What the task asks
Count the lines below that contain the string "every", treating uppercase and lowercase as different, and reply with the number alone.

BEGIN Material provided

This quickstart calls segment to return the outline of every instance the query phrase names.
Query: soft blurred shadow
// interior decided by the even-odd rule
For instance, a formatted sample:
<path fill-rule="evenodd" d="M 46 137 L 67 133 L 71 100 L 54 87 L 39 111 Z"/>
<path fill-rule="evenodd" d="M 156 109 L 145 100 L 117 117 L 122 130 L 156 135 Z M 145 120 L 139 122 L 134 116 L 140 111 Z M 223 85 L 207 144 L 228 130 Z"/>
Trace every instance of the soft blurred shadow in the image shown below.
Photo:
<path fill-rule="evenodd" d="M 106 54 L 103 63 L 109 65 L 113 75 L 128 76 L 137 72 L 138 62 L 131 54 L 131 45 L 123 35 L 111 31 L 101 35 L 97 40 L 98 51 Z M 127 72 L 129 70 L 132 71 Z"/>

END Material provided

Full response
2